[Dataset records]
————————

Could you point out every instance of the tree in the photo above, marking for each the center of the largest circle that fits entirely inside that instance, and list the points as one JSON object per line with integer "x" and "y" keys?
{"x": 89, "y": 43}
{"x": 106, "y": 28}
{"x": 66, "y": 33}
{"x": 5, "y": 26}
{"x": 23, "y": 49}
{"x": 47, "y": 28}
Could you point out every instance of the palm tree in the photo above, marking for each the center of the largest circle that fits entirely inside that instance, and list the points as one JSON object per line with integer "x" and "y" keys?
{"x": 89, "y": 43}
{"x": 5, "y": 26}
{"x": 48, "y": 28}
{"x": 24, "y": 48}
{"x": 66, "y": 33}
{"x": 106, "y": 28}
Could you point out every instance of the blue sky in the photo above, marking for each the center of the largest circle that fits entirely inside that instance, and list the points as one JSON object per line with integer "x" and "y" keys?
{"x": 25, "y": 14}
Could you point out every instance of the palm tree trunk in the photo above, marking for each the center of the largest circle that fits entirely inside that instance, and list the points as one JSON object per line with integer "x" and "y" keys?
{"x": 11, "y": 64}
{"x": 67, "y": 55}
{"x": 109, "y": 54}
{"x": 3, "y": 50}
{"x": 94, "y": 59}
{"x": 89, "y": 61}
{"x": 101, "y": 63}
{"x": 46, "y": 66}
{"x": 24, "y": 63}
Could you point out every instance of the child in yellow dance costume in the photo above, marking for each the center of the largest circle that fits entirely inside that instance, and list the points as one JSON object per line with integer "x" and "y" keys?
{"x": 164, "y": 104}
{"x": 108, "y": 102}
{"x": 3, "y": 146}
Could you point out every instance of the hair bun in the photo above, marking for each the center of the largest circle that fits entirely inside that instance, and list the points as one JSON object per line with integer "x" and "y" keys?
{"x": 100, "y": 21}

————————

WHAT THE EXERCISE ASKS: When you reach the end of the records, set them all down again exactly.

RESULT FOR THIS TASK:
Could you point out every instance of the tree in the photo above, marking for each the center of the largest circle that fits entirely inside that instance, and list the points as one JSON object per line with integer "x" and "y" keys?
{"x": 89, "y": 43}
{"x": 106, "y": 28}
{"x": 66, "y": 33}
{"x": 5, "y": 26}
{"x": 23, "y": 49}
{"x": 47, "y": 28}
Could you point out every instance of the palm tree in the photo above, marking for each the center of the largest circle that fits entirely inside that instance, and list the points as one JSON object per line with integer "x" and "y" keys?
{"x": 89, "y": 43}
{"x": 5, "y": 26}
{"x": 48, "y": 28}
{"x": 24, "y": 48}
{"x": 66, "y": 33}
{"x": 106, "y": 28}
Could you point out every instance of the blue sky in the photo above, marking for each the center of the largest circle that fits entirely inside that instance, and list the points as one JSON object per line with integer "x" and "y" keys?
{"x": 25, "y": 14}
Could you point out every instance of the palm tree trunk in the photo above, marking for each the center of the largest circle that fits entirely inside that instance, and list the points as one JSON object per line with integer "x" and "y" keys?
{"x": 11, "y": 64}
{"x": 67, "y": 55}
{"x": 109, "y": 54}
{"x": 3, "y": 50}
{"x": 94, "y": 59}
{"x": 89, "y": 61}
{"x": 101, "y": 63}
{"x": 46, "y": 66}
{"x": 24, "y": 63}
Could you point out every instance of the child in yellow dance costume in the photo above, marking for each the center of the largest circle that fits entirely inside that instance, and list the points as one JSON object per line with integer "x" and "y" keys?
{"x": 164, "y": 104}
{"x": 108, "y": 102}
{"x": 3, "y": 146}
Could you point out every instance of the hair bun in the photo above, marking for each the center of the largest circle that fits entirely inside that instance, and list the points as one JSON object per line with integer "x" and "y" keys?
{"x": 100, "y": 21}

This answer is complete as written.